## Exercise details
When you find the line with "Query: dark jacket" among the records below, reproduce it and each line after it exactly, ending with the line with "Query: man with beard".

## Source data

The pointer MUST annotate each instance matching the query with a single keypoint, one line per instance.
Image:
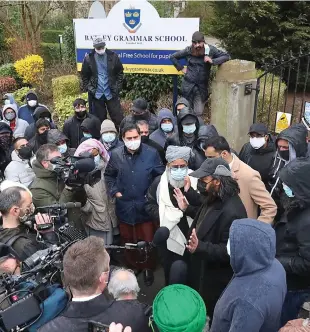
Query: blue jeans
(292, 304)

--

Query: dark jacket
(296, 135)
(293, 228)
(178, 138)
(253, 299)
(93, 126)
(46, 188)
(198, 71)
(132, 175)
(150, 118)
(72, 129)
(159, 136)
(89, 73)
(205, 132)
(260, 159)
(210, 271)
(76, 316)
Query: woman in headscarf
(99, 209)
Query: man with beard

---

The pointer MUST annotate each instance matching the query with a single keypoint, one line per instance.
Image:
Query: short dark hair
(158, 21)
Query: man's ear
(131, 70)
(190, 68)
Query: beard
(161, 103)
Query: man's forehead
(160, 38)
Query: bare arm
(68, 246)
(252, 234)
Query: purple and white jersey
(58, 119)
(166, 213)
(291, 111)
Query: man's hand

## Worked solution
Query: dark jacket
(296, 135)
(293, 228)
(178, 138)
(253, 299)
(93, 126)
(46, 188)
(198, 71)
(132, 175)
(150, 118)
(72, 129)
(159, 136)
(89, 73)
(205, 132)
(260, 159)
(210, 271)
(76, 316)
Query: woman in headscarf
(99, 209)
Query: man with beard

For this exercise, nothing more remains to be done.